===== Excerpted data

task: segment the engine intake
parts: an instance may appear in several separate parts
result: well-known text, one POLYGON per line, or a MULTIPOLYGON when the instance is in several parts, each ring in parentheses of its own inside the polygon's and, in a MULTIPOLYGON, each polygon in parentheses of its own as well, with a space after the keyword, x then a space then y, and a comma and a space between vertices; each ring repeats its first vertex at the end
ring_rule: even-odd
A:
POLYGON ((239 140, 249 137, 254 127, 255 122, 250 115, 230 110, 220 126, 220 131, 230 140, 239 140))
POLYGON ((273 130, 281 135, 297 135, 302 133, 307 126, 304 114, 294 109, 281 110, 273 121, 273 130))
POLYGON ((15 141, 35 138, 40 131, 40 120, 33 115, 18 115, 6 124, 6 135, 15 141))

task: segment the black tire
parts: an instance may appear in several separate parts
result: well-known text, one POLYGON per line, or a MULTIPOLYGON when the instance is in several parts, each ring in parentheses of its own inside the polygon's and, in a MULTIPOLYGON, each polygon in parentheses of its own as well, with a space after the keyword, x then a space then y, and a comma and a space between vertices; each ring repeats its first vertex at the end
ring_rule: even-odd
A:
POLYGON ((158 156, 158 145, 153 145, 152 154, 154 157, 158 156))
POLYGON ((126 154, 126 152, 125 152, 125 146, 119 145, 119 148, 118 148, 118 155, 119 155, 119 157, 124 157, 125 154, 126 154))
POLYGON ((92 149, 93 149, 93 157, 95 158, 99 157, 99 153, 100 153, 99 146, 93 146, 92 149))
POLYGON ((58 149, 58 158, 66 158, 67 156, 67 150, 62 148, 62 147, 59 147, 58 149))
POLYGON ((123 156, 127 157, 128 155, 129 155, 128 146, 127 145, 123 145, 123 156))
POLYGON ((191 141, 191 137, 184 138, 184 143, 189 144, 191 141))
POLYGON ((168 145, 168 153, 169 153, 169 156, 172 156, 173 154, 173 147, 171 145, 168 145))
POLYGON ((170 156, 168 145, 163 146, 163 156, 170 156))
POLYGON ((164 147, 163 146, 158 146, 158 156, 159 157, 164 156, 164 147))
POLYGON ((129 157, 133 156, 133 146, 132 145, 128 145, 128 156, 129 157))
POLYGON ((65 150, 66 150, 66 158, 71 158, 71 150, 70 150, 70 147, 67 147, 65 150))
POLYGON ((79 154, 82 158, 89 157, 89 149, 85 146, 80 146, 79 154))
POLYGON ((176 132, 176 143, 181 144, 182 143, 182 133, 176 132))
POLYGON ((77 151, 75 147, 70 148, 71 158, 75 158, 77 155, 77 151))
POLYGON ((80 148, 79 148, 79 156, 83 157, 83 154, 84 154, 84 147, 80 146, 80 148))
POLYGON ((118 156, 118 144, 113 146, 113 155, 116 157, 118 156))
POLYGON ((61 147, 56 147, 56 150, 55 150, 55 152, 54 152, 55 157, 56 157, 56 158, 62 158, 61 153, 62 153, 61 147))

==========

Exercise prompt – Exactly how many lines of the data above hold the word "task"? The number is the whole answer.

Output for this exercise – 2